• [Wat wordt gevraagd] Vermeld elke regel uit het materiaal hieronder waarin het woord "tree" voorkomt.
===== Vastgelegde gegevens
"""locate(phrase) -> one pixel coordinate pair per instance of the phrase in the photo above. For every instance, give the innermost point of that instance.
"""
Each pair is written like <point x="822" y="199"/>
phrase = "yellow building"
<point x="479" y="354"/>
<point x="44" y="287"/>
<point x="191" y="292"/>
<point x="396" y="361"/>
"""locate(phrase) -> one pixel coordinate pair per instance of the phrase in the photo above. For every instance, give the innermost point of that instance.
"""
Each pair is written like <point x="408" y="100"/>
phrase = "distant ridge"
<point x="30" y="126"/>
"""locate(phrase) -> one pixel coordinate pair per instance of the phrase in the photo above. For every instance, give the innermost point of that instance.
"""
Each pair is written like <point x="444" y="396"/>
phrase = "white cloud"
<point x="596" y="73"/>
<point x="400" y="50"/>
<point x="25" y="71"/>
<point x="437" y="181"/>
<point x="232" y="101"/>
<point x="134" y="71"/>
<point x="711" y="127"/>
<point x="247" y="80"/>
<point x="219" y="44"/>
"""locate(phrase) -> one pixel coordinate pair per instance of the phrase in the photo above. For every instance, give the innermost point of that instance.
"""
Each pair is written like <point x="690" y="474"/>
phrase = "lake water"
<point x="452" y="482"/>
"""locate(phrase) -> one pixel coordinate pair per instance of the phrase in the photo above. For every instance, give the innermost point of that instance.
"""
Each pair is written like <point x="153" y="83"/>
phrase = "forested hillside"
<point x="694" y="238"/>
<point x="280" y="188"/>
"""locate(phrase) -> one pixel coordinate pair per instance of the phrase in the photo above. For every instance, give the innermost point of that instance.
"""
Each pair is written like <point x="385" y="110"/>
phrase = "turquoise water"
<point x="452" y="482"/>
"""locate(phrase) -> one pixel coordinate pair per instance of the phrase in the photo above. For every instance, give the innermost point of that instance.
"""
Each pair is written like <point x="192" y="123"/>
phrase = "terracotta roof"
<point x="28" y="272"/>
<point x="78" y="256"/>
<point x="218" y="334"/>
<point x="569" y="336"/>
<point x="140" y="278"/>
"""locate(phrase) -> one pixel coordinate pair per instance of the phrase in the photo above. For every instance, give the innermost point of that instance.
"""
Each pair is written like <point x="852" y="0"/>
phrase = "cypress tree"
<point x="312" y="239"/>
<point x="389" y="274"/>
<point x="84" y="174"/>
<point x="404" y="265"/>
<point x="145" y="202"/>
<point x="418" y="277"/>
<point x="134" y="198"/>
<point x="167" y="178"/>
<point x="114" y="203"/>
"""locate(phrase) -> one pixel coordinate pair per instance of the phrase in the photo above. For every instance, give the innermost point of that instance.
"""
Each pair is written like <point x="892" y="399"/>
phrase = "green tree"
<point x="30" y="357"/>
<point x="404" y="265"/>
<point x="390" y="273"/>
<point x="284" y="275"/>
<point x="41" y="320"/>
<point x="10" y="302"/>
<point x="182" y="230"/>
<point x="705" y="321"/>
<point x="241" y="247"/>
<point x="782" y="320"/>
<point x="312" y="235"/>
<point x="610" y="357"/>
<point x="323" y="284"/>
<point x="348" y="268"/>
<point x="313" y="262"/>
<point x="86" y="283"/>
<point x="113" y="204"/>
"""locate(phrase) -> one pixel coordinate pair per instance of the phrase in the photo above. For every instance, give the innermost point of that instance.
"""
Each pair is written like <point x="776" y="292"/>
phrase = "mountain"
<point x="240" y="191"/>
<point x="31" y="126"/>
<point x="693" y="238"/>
==========
===== Vastgelegde gegevens
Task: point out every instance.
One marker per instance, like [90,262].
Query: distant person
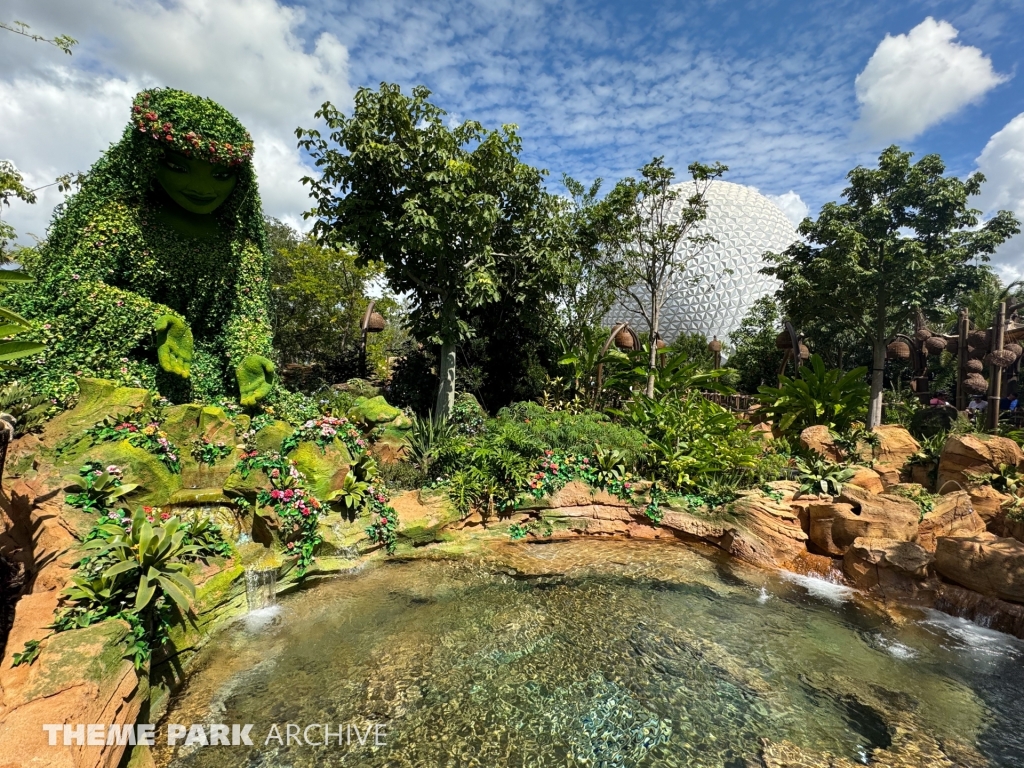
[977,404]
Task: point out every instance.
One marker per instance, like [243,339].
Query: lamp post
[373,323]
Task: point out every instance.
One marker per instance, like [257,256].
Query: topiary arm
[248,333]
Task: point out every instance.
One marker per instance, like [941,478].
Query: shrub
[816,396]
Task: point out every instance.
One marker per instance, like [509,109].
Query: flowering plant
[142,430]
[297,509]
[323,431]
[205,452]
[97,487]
==========
• [Antwoord op opgave]
phrase = "cypress tree"
phrase = "green tree"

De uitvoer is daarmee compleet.